* [TEXT SEGMENT]

-.-.-

By the time she was ready to bring Lear to the theater, Lee had already produced a series of plays, including Songs of the Dragons Flying to Heaven and The Shipment. Those plays were minimalist (according to her style), but she imagined that Lear would be different: “Lear had an incredibly ornate, elaborate set and these incredibly fancy, custom-made, period costumes,” she said. “I honestly don’t think the costumes could have been any fancier or more expensive than they were.” With Creative Capital’s support, Lee was able to take the leap from minimal theater design to a more baroque look that fit her vision.

“I have no idea what would have happened to me as a person and artist if Creative Capital hadn’t stepped in.” — Young Jean Lee

What the audience saw when Lear premiered at Soho Theater in 2010 wasn’t exactly the version Lee started with. “There were actually two completely different versions of the script before the final one,” explained Lee, “both of which I threw out after workshopping them.” Funding from Creative Capital “enabled me to do those workshops so that I could get to the best version of the play.” Lear, starring Paul Lazar, April Matthis, Okwui Okpokwasili, Pete Simpson, and Amelia Workman, premiered at Soho Rep in 2010.

For Lee and artists like her, there are hidden costs outside the actual creation and production of her work. After a violent event in her life, Lee suffered from severe PTSD and because she had terrible health insurance, she and her work suffered from the trauma. “I was seeking free counseling services,” Lee said, all that she could afford at the time, “and the counselors literally wouldn’t show up for scheduled meetings, or else they were so inexperienced and incompetent they would make my PTSD worse.”

-.-.-

* [DATASET]
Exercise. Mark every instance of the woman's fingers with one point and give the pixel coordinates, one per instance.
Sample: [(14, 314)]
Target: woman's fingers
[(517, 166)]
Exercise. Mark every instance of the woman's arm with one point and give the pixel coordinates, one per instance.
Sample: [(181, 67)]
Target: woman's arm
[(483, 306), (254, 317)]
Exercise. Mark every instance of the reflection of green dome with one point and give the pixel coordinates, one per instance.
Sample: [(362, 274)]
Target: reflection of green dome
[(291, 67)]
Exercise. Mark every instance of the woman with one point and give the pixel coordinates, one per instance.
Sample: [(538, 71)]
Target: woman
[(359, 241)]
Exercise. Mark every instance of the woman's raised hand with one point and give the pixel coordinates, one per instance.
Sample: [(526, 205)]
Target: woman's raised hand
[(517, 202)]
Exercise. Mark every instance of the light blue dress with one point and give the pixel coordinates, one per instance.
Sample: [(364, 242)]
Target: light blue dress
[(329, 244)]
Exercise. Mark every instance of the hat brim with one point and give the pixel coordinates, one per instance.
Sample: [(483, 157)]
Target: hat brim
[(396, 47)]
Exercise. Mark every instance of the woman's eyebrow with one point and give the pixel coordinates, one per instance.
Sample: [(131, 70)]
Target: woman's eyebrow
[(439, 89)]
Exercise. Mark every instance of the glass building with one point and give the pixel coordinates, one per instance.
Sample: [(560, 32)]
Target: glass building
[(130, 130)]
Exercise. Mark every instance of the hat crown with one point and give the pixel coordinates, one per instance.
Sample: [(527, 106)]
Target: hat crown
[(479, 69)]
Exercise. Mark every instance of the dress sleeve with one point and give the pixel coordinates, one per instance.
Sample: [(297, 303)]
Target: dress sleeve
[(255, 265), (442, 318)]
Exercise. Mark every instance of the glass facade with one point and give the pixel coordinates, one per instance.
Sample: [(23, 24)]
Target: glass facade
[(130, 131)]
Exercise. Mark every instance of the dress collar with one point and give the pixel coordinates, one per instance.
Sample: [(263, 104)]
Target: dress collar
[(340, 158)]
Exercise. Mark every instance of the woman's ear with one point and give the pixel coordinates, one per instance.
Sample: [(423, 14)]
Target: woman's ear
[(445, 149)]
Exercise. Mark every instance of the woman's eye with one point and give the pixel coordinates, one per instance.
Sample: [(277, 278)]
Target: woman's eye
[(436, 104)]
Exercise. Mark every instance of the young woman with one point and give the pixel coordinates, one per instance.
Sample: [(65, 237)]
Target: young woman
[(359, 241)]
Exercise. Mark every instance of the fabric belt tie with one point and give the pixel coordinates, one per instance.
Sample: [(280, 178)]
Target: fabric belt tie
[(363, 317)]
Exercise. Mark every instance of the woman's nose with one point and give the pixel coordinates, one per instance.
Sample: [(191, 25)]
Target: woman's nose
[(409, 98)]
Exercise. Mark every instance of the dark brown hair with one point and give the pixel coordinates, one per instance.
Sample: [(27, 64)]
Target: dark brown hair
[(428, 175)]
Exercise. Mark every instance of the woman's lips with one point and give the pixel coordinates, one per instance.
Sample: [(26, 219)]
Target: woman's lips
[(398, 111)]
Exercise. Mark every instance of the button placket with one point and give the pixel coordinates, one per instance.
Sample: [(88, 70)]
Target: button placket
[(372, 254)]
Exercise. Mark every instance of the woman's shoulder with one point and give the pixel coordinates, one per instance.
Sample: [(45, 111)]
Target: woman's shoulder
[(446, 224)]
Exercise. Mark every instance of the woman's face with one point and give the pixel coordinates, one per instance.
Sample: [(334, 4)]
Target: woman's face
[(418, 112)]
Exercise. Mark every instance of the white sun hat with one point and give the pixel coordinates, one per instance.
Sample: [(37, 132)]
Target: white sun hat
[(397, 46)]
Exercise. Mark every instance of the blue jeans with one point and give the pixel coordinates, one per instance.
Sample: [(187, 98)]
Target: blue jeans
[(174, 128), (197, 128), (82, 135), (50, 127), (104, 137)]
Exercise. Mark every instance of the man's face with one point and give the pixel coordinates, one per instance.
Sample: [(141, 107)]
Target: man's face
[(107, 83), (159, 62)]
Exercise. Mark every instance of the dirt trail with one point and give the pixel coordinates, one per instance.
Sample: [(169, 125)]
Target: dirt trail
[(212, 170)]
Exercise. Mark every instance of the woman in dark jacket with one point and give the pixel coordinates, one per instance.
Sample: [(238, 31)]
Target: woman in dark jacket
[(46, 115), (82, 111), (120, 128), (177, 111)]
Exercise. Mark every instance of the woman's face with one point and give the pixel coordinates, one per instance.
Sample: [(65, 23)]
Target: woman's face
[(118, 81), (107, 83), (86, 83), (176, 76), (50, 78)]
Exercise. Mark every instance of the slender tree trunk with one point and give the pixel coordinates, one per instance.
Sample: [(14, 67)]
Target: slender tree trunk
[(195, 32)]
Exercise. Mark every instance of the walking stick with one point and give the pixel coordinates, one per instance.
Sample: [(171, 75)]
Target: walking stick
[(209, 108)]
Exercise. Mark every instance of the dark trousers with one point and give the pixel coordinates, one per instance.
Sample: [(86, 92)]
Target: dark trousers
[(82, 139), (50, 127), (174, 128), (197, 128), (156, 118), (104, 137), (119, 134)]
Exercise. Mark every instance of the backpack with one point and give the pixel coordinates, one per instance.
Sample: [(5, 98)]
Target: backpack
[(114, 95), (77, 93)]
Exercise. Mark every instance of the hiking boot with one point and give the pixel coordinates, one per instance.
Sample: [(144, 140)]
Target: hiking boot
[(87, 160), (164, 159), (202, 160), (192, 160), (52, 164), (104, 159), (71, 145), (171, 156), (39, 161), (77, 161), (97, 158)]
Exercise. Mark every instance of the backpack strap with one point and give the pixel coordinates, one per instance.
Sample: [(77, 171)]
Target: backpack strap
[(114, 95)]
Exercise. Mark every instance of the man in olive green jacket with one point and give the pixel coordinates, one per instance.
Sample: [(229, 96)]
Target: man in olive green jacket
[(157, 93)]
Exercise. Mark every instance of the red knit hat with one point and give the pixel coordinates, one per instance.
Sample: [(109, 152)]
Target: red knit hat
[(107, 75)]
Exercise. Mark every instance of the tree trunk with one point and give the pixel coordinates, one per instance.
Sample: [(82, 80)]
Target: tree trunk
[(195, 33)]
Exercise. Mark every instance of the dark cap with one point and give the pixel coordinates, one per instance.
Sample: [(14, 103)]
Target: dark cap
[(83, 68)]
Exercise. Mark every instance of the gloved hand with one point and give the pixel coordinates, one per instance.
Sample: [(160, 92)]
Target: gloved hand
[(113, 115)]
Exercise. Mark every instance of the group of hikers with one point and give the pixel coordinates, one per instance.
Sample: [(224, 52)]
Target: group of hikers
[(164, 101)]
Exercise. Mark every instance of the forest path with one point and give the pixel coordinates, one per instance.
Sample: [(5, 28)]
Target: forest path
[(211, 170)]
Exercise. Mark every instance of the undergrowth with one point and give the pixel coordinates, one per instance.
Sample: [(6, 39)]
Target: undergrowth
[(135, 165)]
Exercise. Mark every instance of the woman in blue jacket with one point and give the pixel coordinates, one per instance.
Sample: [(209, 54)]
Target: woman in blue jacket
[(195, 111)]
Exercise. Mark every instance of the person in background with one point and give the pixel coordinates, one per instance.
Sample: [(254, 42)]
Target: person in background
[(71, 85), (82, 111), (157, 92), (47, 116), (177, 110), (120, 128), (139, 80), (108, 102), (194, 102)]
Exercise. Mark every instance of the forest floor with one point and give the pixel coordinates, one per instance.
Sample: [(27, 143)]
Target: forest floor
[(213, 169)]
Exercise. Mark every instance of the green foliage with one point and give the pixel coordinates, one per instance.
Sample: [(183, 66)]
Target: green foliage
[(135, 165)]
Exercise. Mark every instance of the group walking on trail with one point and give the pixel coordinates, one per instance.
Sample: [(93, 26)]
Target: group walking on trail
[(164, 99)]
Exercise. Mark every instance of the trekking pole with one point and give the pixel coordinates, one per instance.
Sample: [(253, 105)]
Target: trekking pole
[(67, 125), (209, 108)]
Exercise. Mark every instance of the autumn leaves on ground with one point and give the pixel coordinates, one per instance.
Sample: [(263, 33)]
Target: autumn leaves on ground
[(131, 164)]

-.-.-

* [WHAT IS ASKED]
- a) Write out the portion of the Young Jean Lee passage between "What the audience" and "Rep in 2010.", inclusive.
- b) Continue the Young Jean Lee passage from its final sentence.

* [OUTPUTS IN ORDER]
- a)
What the audience saw when Lear premiered at Soho Theater in 2010 wasn’t exactly the version Lee started with. “There were actually two completely different versions of the script before the final one,” explained Lee, “both of which I threw out after workshopping them.” Funding from Creative Capital “enabled me to do those workshops so that I could get to the best version of the play.” Lear, starring Paul Lazar, April Matthis, Okwui Okpokwasili, Pete Simpson, and Amelia Workman, premiered at Soho Rep in 2010.

- b)
Lee relayed this all to a career coach she was speaking to as part of the advisory services included with the Creative Capital Award. The coach suggested she use funding she had left over from Creative Capital to pay for mental health assistance. “I got the best care available and got much better after only a few months,” said Lee. “I have no idea what would have happened to me as a person and artist if Creative Capital hadn’t stepped in.”

It’s not difficult to imagine artists whose undoubtedly brilliant work was never made because there was no support for their various needs—needs that include research, development production, and even continued well-being of the artist. Lee went on to make many other hit plays, receiving a major New York Times Magazine profile in 2018. Still interested in the ideas explored in Lear—how the abstract idea of death becomes real—she is currently working on a revival of her show We’re Gonna Die.

Perhaps less significantly to our culture as a whole, but just as significant for us, she has also become a donor to Creative Capital. “I often wonder where I would be today if Creative Capital hadn’t made that intervention. As long as I have a real job,” said Lee, “you can count on my donations!”

Young Jean Lee’s revival of We’re Gonna Die, directed by Raja Feather Kelly, is currently playing at 2nd Stage in New York through March 22.